Tasks to complete:
A: Could you update the court opinion excerpt by restating the part starting at "Even assuming that" and ending at "support this assertion.", with "Mayra" changed to "his wife"?
B: Can you condense the court opinion paragraph beginning "Contrary to appellant's assertion" into a shorter version that keeps its main facts?

In light of this evidence, the court correctly found that appellant had no reasonable expectation of privacy in the martial communication. (See People v. Von Villas (1992) 11 Cal.App.4th 175, 214-215 [defendant had no reasonable expectation of privacy in jail visiting room conversation with his wife where he spoke loudly while a guard was nearby]; compare People v. Urbano (2005) 128 Cal.App.4th 396, 403 [attorney-client privilege did not apply to conversation the defendant had with his attorney while sitting next to him in the jury box when court was not in session and spoke loudly enough to be overheard by another individual sitting in the back row of the courtroom].) Although appellant notes that the communication took place in his residence rather than a public place, the circumstances and manner in which that conversation was conducted indicate he had no reasonable expectation of privacy in that communication.
Contrary to appellant's assertion, there is no evidence to support a finding that Salinas overheard the conversation as an eavesdropper. As the People aptly put it, "[Salinas] did not have a surreptitious listening device in appellant's home. She did not put a special listening device to the wall. She only overheard the statements because appellant was yelling with his window open. Salinas was in her own home with the window open, a place she had every right to be."
Even assuming that the evidence of appellant's statements to Mayra should have been excluded, appellant fails to demonstrate a reasonable probability the results of the trial would have been more favorable to him absent the error. (See People v. Partida (2005) 37 Cal.4th 428, 439 [applying People v. Watson (1956) 46 Cal.2d 818 (Watson) harmless error standard of review to analyze evidentiary error involving state law]; People v. Harris (2005) 37 Cal.4th 310, 336 ["the application of ordinary rules of evidence does not implicate the federal Constitution, and thus we review allegations of error under the 'reasonable probability' standard of [Watson]"].) Appellant contends the alleged error violated his constitutional rights but offers no authority to support this assertion.

Information supplied:
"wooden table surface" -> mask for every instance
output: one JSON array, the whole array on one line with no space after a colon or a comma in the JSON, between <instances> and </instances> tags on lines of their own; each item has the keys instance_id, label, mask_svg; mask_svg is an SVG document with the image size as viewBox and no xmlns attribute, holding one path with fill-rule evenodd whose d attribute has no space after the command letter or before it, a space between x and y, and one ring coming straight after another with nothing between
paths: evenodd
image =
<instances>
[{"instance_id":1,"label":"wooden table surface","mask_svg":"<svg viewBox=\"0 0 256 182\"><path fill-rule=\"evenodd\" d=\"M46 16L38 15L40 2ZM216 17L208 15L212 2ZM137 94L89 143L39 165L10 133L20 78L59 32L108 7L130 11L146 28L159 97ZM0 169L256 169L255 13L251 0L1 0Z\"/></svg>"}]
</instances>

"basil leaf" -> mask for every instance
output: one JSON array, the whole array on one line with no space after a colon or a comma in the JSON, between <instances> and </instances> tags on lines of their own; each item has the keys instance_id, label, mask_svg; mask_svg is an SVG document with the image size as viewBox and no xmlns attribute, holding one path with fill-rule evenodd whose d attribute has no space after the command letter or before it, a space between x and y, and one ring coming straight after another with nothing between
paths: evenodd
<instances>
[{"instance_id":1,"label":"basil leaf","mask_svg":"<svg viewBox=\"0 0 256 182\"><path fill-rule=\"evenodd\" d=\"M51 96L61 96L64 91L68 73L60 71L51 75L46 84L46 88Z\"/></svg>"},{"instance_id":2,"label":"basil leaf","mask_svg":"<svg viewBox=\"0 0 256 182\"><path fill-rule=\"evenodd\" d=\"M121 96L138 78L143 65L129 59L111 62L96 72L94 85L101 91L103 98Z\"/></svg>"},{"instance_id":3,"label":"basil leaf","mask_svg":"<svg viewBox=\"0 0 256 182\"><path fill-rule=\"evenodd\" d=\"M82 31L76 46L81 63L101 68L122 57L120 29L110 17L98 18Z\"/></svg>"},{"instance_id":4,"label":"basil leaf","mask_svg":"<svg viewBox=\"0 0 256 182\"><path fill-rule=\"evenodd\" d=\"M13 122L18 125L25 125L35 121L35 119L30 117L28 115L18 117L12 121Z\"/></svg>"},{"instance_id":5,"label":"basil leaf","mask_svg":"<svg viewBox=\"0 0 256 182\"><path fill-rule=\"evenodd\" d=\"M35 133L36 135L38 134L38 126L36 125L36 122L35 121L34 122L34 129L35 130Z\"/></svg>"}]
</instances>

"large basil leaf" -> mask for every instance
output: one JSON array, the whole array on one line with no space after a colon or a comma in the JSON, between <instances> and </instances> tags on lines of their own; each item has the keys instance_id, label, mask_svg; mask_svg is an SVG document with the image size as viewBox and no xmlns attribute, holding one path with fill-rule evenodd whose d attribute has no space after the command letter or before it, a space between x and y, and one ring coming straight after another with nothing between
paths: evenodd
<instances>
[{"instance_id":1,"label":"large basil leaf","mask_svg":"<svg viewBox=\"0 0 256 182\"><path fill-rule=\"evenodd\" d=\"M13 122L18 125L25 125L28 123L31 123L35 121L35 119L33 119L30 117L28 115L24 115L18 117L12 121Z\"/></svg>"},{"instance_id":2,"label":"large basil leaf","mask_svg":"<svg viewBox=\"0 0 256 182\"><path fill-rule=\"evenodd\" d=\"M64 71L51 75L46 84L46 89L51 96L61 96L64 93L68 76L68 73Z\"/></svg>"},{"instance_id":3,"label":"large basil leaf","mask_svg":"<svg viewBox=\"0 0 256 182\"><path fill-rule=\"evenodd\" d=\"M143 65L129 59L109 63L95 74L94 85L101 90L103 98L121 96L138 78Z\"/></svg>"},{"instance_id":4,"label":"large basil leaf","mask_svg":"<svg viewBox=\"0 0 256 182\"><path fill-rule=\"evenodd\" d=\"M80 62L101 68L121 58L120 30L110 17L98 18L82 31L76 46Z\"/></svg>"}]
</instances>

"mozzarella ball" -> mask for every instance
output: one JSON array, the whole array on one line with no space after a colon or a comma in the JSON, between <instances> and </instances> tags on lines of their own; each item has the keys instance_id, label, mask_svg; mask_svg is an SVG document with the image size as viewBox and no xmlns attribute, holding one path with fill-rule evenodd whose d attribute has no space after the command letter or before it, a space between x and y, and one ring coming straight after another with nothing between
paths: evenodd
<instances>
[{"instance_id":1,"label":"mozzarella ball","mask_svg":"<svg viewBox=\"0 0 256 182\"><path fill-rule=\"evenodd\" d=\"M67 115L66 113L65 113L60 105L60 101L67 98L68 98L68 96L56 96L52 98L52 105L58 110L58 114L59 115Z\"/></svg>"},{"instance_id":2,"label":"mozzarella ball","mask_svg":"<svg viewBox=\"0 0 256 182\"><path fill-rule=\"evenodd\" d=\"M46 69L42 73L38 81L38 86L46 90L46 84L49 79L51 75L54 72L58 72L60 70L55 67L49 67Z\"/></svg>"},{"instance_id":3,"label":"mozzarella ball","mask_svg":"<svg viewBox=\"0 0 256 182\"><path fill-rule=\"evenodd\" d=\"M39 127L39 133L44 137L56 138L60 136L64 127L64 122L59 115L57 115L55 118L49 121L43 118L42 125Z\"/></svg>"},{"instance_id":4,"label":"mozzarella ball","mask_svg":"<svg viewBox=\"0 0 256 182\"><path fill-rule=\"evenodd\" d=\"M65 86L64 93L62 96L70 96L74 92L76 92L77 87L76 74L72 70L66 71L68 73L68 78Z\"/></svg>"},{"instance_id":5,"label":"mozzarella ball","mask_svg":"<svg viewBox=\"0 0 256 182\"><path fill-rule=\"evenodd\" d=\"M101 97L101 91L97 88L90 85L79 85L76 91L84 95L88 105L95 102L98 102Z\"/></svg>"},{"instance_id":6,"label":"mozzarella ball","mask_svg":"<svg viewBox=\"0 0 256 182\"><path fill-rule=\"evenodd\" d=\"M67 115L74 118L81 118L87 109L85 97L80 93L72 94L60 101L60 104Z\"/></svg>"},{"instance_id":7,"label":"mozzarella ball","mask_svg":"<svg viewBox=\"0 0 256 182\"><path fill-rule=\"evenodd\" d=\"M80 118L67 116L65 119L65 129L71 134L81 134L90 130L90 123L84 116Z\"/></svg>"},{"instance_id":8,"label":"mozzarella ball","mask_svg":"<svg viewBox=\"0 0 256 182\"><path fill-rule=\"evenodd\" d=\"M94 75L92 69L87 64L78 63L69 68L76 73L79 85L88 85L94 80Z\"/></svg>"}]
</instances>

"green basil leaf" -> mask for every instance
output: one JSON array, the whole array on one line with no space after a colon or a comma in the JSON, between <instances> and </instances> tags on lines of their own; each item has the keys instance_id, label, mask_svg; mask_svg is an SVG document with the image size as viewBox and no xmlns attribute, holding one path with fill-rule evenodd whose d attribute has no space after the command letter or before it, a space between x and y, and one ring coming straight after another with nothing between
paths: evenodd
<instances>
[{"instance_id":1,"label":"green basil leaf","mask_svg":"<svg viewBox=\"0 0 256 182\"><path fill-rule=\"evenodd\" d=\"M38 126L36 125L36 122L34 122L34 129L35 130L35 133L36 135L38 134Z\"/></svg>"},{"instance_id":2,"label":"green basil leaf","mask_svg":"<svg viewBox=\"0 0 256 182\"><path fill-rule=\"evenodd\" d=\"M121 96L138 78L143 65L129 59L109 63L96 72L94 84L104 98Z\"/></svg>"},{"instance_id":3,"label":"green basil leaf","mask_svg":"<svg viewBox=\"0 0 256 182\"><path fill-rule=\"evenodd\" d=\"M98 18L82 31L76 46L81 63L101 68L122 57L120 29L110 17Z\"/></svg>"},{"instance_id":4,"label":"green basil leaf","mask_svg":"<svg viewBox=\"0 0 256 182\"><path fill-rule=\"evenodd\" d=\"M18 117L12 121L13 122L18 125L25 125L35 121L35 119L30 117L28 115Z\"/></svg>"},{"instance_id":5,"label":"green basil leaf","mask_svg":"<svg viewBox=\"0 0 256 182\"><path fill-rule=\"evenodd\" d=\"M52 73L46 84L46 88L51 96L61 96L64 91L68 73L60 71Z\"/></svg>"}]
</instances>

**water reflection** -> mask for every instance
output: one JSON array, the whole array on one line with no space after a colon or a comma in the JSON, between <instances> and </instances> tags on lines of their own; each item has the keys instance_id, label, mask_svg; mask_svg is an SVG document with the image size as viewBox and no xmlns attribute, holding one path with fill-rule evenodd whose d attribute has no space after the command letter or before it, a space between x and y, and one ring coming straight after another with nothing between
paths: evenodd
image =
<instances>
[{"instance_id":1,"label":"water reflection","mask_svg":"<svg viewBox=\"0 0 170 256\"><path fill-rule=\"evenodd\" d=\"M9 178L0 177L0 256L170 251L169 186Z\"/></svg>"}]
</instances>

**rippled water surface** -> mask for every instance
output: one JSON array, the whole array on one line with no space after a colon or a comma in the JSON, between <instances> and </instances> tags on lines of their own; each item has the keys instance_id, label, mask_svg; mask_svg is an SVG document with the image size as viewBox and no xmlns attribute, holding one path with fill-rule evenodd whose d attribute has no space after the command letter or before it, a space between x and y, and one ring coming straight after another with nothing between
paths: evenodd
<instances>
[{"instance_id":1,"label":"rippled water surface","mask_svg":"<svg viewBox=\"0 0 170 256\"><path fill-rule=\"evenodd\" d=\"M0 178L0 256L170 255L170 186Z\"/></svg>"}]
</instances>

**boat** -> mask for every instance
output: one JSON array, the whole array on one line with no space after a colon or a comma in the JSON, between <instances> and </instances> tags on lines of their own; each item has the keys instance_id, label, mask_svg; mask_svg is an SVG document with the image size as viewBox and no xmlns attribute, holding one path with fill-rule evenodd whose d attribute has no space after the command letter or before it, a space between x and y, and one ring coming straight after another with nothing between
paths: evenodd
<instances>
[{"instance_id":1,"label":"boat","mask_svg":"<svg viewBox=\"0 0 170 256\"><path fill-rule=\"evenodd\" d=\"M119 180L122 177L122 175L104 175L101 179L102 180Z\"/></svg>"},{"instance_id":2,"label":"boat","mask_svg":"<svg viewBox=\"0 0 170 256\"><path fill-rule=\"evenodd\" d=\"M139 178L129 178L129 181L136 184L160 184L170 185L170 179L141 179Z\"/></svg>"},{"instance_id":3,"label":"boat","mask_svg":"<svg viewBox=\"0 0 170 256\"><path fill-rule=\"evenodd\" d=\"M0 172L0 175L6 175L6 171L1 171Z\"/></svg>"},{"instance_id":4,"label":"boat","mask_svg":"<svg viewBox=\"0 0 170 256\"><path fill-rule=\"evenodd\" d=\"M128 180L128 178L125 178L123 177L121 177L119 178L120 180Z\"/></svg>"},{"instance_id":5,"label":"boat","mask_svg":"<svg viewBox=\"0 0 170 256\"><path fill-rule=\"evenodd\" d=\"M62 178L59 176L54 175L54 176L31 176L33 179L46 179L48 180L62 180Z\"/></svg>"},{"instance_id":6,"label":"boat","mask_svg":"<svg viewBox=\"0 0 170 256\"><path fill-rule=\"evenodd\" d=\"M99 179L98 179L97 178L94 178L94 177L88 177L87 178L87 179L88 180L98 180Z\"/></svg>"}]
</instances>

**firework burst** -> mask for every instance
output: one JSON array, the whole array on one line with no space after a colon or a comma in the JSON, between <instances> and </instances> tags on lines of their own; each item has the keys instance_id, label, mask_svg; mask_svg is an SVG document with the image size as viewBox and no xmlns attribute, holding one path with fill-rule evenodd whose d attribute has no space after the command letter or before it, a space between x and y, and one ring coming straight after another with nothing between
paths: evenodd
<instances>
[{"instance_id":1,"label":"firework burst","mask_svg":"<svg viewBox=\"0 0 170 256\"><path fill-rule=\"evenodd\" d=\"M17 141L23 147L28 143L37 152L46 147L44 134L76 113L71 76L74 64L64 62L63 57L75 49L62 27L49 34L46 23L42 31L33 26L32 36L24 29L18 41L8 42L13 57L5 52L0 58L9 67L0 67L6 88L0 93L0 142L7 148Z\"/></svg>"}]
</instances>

Answers for the exercise:
A:
Even assuming that the evidence of appellant's statements to his wife should have been excluded, appellant fails to demonstrate a reasonable probability the results of the trial would have been more favorable to him absent the error. (See People v. Partida (2005) 37 Cal.4th 428, 439 [applying People v. Watson (1956) 46 Cal.2d 818 (Watson) harmless error standard of review to analyze evidentiary error involving state law]; People v. Harris (2005) 37 Cal.4th 310, 336 ["the application of ordinary rules of evidence does not implicate the federal Constitution, and thus we review allegations of error under the 'reasonable probability' standard of [Watson]"].) Appellant contends the alleged error violated his constitutional rights but offers no authority to support this assertion.

B: No evidence shows that Salinas overheard the conversation as an eavesdropper. She used no surreptitious or special listening device. She heard the statements only because appellant was yelling with his window open, while she was in her own home with her window open, where she had every right to be.